EJERCICIO PROPUESTO 1:
Di si cada afirmación concuerda con el texto sobre los recuerdos del colegio. Responde sí o no y cita literalmente las palabras que lo deciden. (a) Quien narra pasó unas vacaciones de verano en Francia. (b) Según José Lorite, su fama de protestón le hacía más popular entre todos sus compañeros. (c) Algunos exiliados cruzaron los Pirineos a pie.
EJERCICIO PROPUESTO 2:
Transcribe sin cambios el texto sobre los recuerdos del colegio desde "Era verdad. A" hasta "la que pertenecieran.", incluidas ambas partes.
EJERCICIO PROPUESTO 3:
Prolonga el texto sobre los recuerdos del colegio a partir de su última frase.

FRAGMENTO PROPORCIONADO:
^^^^
Estos pensamientos, que un día Jesús sembró en nosotros con paciencia infinita y que quizás en alguna ocasión olvidamos, sorprenden a veces brotando de nuevo, verdes y hermosos, del tronco de nuestra alma, «Con las lluvias de abril y el sol de mayo», como brotaba la vida del «Olmo viejo, hendido por el rayo y en su mitad podrido» que sorprendió a Machado.
José Lorite me recordaba, no hace mucho, que en el colegio yo tenía fama de inconformista, rebelde y protestón hasta el punto que, según él, eso me restaba popularidad y aceptación por parte de algunos de mis compañeros.
Era verdad. A la vuelta de las vacaciones de verano en que fui a Francia, en la clase de Doctrina Social de la Iglesia, de la que el Padre era profesor, yo planteaba dudas y más dudas acerca de los abusos e injusticias de aquella sociedad. Me rebelaba contra la cruel emigración y lamentaba que tantos andaluces hubieran de marchar lejos de su hogar, para poder sacar adelante a sus familias. Me indignaba la explotación de los trabajadores por parte de sus patronos y me maravillaba, en cambio, la deslumbrante oferta de los países del “Paraíso Comunista”, en donde todos los obreros tenían trabajo y vivienda, sus hijos podían estudiar, donde no había carreras para ricos, donde todo el bienestar social estaba al alcance de cualquiera, independientemente de la situación económica de la familia a la que pertenecieran.
Protestaba y me avergonzaba del comportamiento blando y permisivo de la Iglesia para con el gobierno de entonces en España; del palio, bajo el que cobijaban al Dictador; y de tantas y tantas cosas, que Jesús escuchaba y soportaba con inmensa paciencia.
A pesar de que no era nada fácil, siempre comprendió mis inquietudes juveniles. Sabía perfectamente que, durante el verano, había pasado muchas horas hablando con exiliados de nuestra “guerra incivil”. Me había oído contar que algunos de ellos habían atravesado a pie los Pirineos, arrastrando o empujando, en ocasiones, a sus padres ya mayores, muchos de los cuales quedaron enterrados en la nieve para siempre. Me habían contado que, a veces, deseaban encontrarse con una patrulla de la Guardia Civil, que pusiera fin a tanto dolor y me enseñaban las huellas de su tormento. Sus miembros deformados y sus cicatrices atestiguaban la verdad de aquellos terribles relatos. Experiencias así, jamás se olvidan.
^^^^
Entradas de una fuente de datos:
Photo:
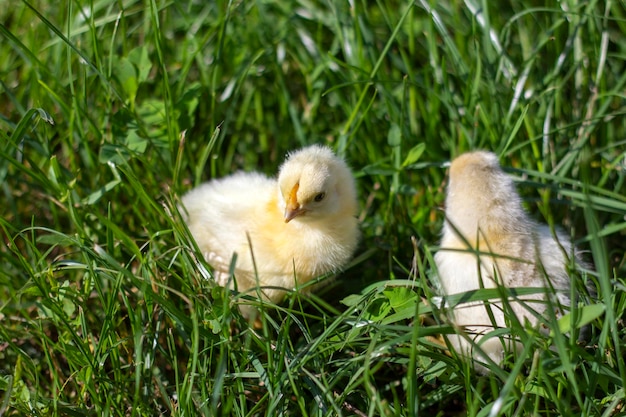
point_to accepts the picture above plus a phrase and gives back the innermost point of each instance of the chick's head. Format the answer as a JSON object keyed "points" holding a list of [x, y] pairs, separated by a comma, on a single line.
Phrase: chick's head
{"points": [[315, 184]]}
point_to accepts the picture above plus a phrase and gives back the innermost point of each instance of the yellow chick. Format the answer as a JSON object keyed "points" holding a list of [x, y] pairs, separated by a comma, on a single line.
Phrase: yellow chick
{"points": [[284, 231], [484, 214]]}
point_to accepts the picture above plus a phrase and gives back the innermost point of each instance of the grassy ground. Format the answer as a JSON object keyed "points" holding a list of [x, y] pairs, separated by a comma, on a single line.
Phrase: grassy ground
{"points": [[110, 110]]}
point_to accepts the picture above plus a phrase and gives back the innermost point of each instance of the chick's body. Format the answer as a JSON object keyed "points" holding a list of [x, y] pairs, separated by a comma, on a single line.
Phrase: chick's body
{"points": [[295, 228], [484, 214]]}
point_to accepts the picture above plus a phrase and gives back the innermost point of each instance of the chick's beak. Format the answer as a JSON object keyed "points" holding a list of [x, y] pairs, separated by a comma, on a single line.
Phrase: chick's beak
{"points": [[293, 208]]}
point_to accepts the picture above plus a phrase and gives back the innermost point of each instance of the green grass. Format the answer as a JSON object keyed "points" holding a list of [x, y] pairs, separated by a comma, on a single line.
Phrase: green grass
{"points": [[110, 110]]}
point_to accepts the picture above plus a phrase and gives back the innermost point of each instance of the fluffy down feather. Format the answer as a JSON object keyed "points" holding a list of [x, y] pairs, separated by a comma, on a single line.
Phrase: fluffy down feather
{"points": [[284, 231], [484, 213]]}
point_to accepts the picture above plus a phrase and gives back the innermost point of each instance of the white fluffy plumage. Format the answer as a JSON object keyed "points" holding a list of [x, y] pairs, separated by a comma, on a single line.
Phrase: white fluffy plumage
{"points": [[484, 213], [300, 226]]}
^^^^
RESPUESTA 1:
(a) Sí: «A la vuelta de las vacaciones de verano en que fui a Francia».
(b) No: «eso me restaba popularidad y aceptación por parte de algunos de mis compañeros».
(c) Sí: «algunos de ellos habían atravesado a pie los Pirineos».

RESPUESTA 2:
Era verdad. A la vuelta de las vacaciones de verano en que fui a Francia, en la clase de Doctrina Social de la Iglesia, de la que el Padre era profesor, yo planteaba dudas y más dudas acerca de los abusos e injusticias de aquella sociedad. Me rebelaba contra la cruel emigración y lamentaba que tantos andaluces hubieran de marchar lejos de su hogar, para poder sacar adelante a sus familias. Me indignaba la explotación de los trabajadores por parte de sus patronos y me maravillaba, en cambio, la deslumbrante oferta de los países del “Paraíso Comunista”, en donde todos los obreros tenían trabajo y vivienda, sus hijos podían estudiar, donde no había carreras para ricos, donde todo el bienestar social estaba al alcance de cualquiera, independientemente de la situación económica de la familia a la que pertenecieran.

RESPUESTA 3:
El año pasado, Jesús Mendoza me regaló un libro del que yo había oído hablar muchas veces: Tanguy, de Michel del Castillo. Aquel muchacho que, en plena posguerra, buscaba la paz, la felicidad y el amor. Que en Úbeda «conoció una felicidad como jamás había soñado». Que recuerda a «don Isaac, profesor de francés, hombre seco, nervioso y de una notable inteligencia». Que, impresionado por la bondad del padre Pardo, llega a decir que «el padre era caridad». Su lectura me devolvió en ocasiones a estos recuerdos.
Estas influencias fueron tan profundas para mí que entre los compañeros, en clase de FEN [Formación del Espíritu Nacional] con don Bernardo y siempre que disponía de oportunidad para ello, intentaba manifestar todas aquellas inquietudes.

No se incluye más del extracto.